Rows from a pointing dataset
════
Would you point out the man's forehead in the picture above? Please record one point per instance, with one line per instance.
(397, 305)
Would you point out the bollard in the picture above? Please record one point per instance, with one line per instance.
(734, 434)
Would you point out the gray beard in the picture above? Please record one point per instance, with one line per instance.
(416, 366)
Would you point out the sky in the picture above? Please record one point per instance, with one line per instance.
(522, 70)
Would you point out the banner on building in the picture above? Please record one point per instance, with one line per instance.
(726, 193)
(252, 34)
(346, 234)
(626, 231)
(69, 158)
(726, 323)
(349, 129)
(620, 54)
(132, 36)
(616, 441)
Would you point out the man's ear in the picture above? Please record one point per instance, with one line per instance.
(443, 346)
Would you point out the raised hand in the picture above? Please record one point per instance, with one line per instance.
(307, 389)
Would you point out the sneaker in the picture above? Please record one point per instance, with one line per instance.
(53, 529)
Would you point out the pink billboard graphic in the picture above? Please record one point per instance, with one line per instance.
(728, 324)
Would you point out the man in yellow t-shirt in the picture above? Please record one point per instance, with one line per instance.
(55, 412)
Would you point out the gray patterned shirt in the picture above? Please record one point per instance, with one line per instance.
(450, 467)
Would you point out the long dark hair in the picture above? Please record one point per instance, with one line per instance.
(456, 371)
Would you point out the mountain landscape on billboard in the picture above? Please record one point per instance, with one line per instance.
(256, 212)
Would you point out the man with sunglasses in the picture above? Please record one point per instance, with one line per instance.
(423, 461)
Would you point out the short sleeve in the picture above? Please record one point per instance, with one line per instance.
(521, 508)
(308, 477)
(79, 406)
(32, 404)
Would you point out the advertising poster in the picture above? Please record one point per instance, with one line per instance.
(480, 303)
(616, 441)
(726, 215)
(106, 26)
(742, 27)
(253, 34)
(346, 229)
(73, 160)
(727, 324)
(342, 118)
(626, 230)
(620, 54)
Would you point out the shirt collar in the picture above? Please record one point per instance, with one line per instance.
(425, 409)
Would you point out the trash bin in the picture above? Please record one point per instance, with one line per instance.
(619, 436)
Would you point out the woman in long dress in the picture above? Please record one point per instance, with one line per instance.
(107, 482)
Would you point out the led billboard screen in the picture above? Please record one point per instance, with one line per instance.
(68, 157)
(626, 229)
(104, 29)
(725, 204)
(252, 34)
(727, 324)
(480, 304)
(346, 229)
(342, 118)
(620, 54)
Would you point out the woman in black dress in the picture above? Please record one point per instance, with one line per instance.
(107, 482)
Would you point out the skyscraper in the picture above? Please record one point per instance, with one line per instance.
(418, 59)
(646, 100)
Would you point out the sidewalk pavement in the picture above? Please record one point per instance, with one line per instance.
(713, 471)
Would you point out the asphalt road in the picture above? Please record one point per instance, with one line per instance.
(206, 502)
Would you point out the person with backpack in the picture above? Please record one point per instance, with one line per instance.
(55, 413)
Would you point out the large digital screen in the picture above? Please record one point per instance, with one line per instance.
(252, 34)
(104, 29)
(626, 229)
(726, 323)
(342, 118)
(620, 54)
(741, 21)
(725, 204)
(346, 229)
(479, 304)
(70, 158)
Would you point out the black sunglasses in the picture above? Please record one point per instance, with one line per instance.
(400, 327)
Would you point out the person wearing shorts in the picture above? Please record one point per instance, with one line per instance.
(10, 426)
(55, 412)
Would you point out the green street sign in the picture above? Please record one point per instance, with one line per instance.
════
Repeat every entry exactly as written above.

Would you point out the man's forehead in the picture above? Please record one point per instance, with one line per instance.
(397, 305)
Would you point out the bollard in the picture above? Please record one point per instance, with one line per instance.
(734, 434)
Would you point out the gray beard in the picture above? Please record one point per instance, with one line per instance.
(416, 366)
Would you point out the sky in the picture above? Please record one point per instance, with one line per instance.
(522, 70)
Would you point out the banner on building in the picture above? Please record one point per instance, with one line per instance.
(726, 193)
(252, 34)
(346, 234)
(626, 231)
(69, 158)
(726, 323)
(349, 129)
(620, 54)
(132, 36)
(616, 441)
Would you point out the man's ear in the picture above? Please record one point per instance, with one line per instance.
(443, 346)
Would you point out the raised hand in the picture above? Please record one point per instance, with one line per instance.
(307, 389)
Would you point out the sneaker in the picture above? Please record one point per instance, with one line per instance.
(53, 529)
Would you point out the pink billboard graphic in the picture above? Please record one point per instance, with one line per instance.
(728, 324)
Would you point out the man in yellow t-shirt in the picture above? Please record one point per instance, with one line per instance.
(55, 412)
Would you point out the gray patterned shirt in the picture above? Please record one point per instance, with one line per instance.
(450, 467)
Would you point out the long dark hair in the picture above? Please record one point per instance, with one line per instance.
(456, 371)
Would you point out the mountain landscape on billboard in the picture above? Please record one point per instance, with one line per instance.
(256, 212)
Would you point out the man with sunglasses in the picture above? Please record one point per instance, with one line per instance.
(423, 461)
Would you point out the short sleeve in the picture above? Please record one point per instance, with one line per instance.
(521, 508)
(308, 477)
(79, 406)
(32, 404)
Would you point out the advertising poster in the picture above? Please record one point per instance, with one line per instance.
(480, 303)
(616, 441)
(726, 215)
(106, 26)
(742, 27)
(253, 34)
(346, 229)
(73, 160)
(727, 324)
(342, 118)
(626, 230)
(620, 54)
Would you point out the shirt collar in the picture above? Please record one point per instance, with one line per instance.
(425, 409)
Would you point out the trash bin in the picture above? Please record one point per instance, with one line per instance.
(619, 436)
Would you point out the woman in long dress in the picture above? Please record one point per instance, with one line per instance.
(107, 482)
Would you point out the led billboard screen in the picture above? Please record one point per instance, with one line per instance.
(68, 157)
(626, 229)
(104, 29)
(725, 204)
(252, 34)
(727, 324)
(480, 304)
(346, 229)
(342, 118)
(620, 54)
Would you point out the woman in black dress in the picture above? Please record one point per instance, with one line per instance.
(107, 482)
Would you point out the skyscraper in the picture above? Please record one point per instance, with one line per instance.
(418, 59)
(646, 100)
Would you point out the sidewalk pavement in the picture above? Please record one point per instance, with one line per instance.
(713, 471)
Would you point out the asphalt road in the picture above? Please record one point per instance, with one line per instance.
(206, 502)
Would you point out the person with backpack in the picture above? Please record one point per instance, with one line per instance.
(55, 413)
Would you point out the large digital screen in the picture above? Please record one point per instance, with one line per instance.
(252, 34)
(104, 29)
(626, 229)
(726, 323)
(342, 118)
(620, 54)
(741, 21)
(725, 204)
(346, 229)
(479, 304)
(70, 158)
Would you point out the black sunglasses in the picture above? Please record one point per instance, with one line per instance.
(400, 327)
Would you point out the person wearing shorts in the picture above? Please record one point per instance, with one line per instance.
(10, 426)
(55, 412)
Would you point out the green street sign in the picture above? Please record one point per instance, with one line per instance.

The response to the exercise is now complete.